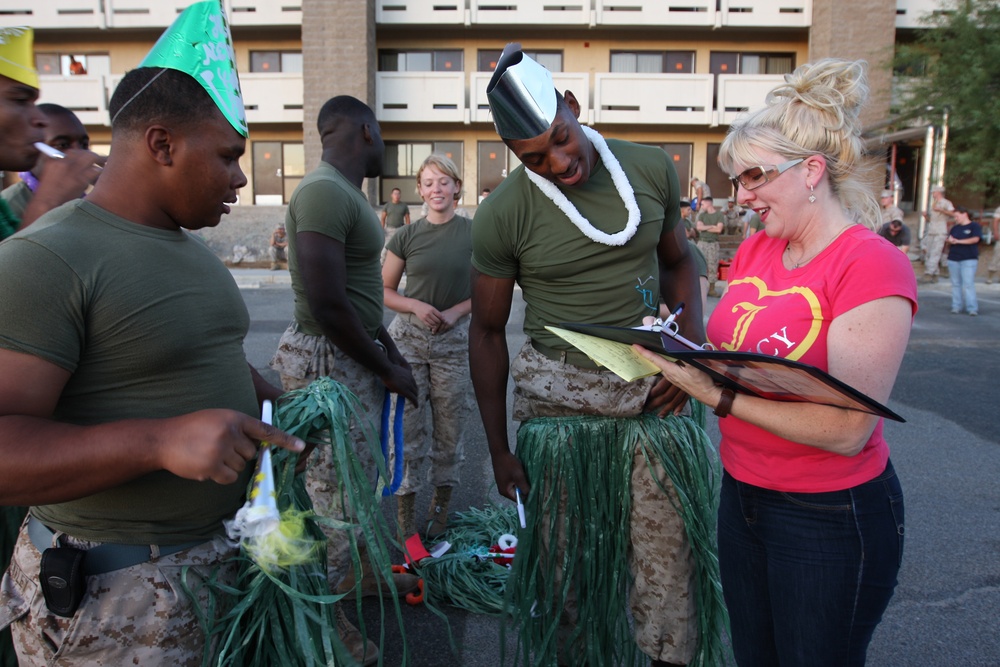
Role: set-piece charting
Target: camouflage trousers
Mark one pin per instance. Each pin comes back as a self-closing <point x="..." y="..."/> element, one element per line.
<point x="434" y="431"/>
<point x="933" y="245"/>
<point x="662" y="599"/>
<point x="299" y="360"/>
<point x="710" y="249"/>
<point x="138" y="615"/>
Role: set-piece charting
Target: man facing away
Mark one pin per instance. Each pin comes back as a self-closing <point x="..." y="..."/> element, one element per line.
<point x="559" y="227"/>
<point x="938" y="219"/>
<point x="127" y="407"/>
<point x="334" y="242"/>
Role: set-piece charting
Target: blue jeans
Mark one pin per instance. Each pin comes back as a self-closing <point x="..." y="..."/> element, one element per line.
<point x="963" y="284"/>
<point x="807" y="576"/>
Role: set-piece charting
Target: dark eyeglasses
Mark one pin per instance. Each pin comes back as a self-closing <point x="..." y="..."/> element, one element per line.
<point x="754" y="177"/>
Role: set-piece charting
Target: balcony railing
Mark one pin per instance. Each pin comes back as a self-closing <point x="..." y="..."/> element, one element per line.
<point x="86" y="96"/>
<point x="739" y="93"/>
<point x="674" y="99"/>
<point x="54" y="14"/>
<point x="77" y="14"/>
<point x="420" y="97"/>
<point x="577" y="82"/>
<point x="767" y="13"/>
<point x="272" y="97"/>
<point x="530" y="12"/>
<point x="264" y="12"/>
<point x="910" y="12"/>
<point x="428" y="12"/>
<point x="656" y="12"/>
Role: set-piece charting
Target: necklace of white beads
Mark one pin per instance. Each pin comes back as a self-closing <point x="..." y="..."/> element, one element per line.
<point x="620" y="180"/>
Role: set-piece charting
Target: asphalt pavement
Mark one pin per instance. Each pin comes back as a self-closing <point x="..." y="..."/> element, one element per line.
<point x="946" y="608"/>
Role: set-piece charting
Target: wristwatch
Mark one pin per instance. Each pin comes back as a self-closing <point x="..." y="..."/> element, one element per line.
<point x="725" y="403"/>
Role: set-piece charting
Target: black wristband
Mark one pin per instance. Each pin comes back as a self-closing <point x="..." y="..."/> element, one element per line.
<point x="725" y="403"/>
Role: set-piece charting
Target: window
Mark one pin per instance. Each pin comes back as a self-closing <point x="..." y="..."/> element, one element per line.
<point x="276" y="61"/>
<point x="421" y="61"/>
<point x="751" y="63"/>
<point x="680" y="156"/>
<point x="278" y="167"/>
<point x="652" y="62"/>
<point x="550" y="60"/>
<point x="495" y="162"/>
<point x="72" y="64"/>
<point x="402" y="159"/>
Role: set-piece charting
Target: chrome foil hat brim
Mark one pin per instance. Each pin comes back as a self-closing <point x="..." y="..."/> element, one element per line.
<point x="521" y="94"/>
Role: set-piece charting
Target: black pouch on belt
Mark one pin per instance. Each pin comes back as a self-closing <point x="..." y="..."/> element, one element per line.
<point x="62" y="579"/>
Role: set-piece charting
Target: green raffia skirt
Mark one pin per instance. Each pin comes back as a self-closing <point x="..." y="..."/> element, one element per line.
<point x="580" y="471"/>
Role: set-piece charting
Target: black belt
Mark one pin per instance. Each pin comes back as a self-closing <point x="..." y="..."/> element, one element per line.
<point x="574" y="357"/>
<point x="106" y="558"/>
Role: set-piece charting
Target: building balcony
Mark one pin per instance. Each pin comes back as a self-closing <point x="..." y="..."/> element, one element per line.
<point x="264" y="12"/>
<point x="766" y="13"/>
<point x="420" y="97"/>
<point x="529" y="12"/>
<point x="272" y="97"/>
<point x="77" y="14"/>
<point x="653" y="99"/>
<point x="739" y="93"/>
<point x="910" y="12"/>
<point x="656" y="12"/>
<point x="143" y="13"/>
<point x="52" y="14"/>
<point x="86" y="96"/>
<point x="577" y="82"/>
<point x="427" y="12"/>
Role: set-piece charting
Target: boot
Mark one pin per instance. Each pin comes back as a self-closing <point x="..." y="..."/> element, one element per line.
<point x="363" y="650"/>
<point x="437" y="517"/>
<point x="406" y="515"/>
<point x="369" y="587"/>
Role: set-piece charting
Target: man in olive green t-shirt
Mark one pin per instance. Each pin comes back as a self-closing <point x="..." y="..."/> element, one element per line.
<point x="395" y="214"/>
<point x="710" y="224"/>
<point x="127" y="407"/>
<point x="583" y="248"/>
<point x="334" y="241"/>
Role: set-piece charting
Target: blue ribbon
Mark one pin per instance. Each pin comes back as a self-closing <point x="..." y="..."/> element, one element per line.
<point x="397" y="439"/>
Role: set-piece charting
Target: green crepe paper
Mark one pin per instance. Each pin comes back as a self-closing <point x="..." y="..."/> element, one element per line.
<point x="199" y="43"/>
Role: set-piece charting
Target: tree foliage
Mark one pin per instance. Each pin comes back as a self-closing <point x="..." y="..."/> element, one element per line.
<point x="959" y="54"/>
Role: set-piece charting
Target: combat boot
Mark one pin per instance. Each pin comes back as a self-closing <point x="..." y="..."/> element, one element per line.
<point x="437" y="517"/>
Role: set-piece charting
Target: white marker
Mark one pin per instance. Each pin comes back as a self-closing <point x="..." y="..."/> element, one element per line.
<point x="48" y="150"/>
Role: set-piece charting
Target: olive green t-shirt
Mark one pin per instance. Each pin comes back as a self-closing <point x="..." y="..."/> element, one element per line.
<point x="395" y="215"/>
<point x="710" y="219"/>
<point x="564" y="275"/>
<point x="149" y="324"/>
<point x="17" y="197"/>
<point x="438" y="260"/>
<point x="327" y="203"/>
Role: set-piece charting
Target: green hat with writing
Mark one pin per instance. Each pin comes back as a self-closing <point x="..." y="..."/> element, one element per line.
<point x="199" y="43"/>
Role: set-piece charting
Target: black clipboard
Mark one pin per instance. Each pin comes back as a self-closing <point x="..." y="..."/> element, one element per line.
<point x="762" y="375"/>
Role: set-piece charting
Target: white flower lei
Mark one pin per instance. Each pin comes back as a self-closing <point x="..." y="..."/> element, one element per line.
<point x="620" y="180"/>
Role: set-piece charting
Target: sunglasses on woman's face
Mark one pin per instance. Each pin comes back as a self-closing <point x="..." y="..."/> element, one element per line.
<point x="754" y="177"/>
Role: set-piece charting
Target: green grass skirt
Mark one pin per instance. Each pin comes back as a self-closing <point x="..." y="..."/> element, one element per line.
<point x="586" y="462"/>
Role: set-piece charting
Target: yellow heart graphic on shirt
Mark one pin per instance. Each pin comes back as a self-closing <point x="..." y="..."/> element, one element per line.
<point x="747" y="311"/>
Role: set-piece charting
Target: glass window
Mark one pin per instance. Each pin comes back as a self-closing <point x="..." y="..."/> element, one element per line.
<point x="278" y="167"/>
<point x="486" y="59"/>
<point x="421" y="61"/>
<point x="276" y="61"/>
<point x="47" y="63"/>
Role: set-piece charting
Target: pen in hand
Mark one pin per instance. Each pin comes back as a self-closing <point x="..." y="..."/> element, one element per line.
<point x="48" y="151"/>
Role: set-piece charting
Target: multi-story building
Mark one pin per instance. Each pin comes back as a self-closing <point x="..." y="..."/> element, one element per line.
<point x="673" y="73"/>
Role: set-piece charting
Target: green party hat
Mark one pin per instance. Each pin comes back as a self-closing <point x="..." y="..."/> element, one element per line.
<point x="199" y="43"/>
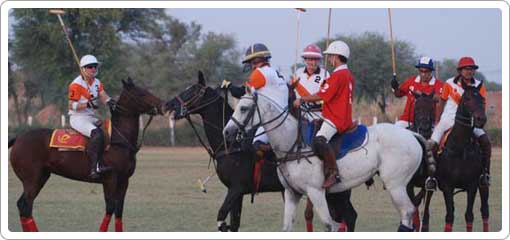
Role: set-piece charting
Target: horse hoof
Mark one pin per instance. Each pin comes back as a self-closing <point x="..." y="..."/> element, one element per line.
<point x="431" y="184"/>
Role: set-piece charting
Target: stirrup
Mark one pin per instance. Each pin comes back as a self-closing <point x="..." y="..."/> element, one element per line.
<point x="431" y="184"/>
<point x="485" y="180"/>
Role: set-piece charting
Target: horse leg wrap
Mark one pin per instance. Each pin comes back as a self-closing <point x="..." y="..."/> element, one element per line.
<point x="309" y="226"/>
<point x="448" y="227"/>
<point x="416" y="220"/>
<point x="28" y="224"/>
<point x="469" y="227"/>
<point x="485" y="224"/>
<point x="343" y="226"/>
<point x="105" y="223"/>
<point x="403" y="228"/>
<point x="118" y="225"/>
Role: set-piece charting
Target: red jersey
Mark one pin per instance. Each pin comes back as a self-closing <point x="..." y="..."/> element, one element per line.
<point x="336" y="92"/>
<point x="413" y="84"/>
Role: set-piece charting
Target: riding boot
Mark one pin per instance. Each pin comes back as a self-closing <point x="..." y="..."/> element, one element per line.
<point x="327" y="154"/>
<point x="485" y="147"/>
<point x="95" y="150"/>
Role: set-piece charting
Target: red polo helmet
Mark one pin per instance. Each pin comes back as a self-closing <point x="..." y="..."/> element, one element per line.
<point x="466" y="62"/>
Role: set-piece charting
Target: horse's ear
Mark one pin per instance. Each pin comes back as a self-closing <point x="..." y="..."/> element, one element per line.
<point x="201" y="79"/>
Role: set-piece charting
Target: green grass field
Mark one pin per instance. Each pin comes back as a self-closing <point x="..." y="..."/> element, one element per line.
<point x="163" y="196"/>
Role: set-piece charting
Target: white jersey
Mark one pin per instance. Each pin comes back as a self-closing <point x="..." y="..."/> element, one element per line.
<point x="82" y="92"/>
<point x="270" y="83"/>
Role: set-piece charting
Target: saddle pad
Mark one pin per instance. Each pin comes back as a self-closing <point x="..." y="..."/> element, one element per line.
<point x="351" y="140"/>
<point x="442" y="143"/>
<point x="67" y="139"/>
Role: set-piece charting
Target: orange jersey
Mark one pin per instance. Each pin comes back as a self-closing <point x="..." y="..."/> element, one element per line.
<point x="81" y="91"/>
<point x="413" y="84"/>
<point x="336" y="92"/>
<point x="452" y="93"/>
<point x="269" y="82"/>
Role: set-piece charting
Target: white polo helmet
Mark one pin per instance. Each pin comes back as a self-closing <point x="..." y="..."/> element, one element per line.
<point x="87" y="60"/>
<point x="338" y="48"/>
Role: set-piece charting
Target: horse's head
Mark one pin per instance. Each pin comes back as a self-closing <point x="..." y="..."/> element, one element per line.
<point x="136" y="100"/>
<point x="471" y="110"/>
<point x="192" y="99"/>
<point x="423" y="114"/>
<point x="245" y="117"/>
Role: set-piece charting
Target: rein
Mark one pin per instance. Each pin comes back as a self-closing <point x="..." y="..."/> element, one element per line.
<point x="289" y="155"/>
<point x="124" y="111"/>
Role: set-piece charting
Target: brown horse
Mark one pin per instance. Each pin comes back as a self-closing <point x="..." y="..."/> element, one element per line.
<point x="34" y="161"/>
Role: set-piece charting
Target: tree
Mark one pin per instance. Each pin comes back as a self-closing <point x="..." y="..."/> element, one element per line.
<point x="448" y="69"/>
<point x="370" y="63"/>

*WHAT IS NEEDED:*
Tally the lines in the rows above that contain the word "jersey". Give only the number.

*RESPONSE TO THIS TASK:*
3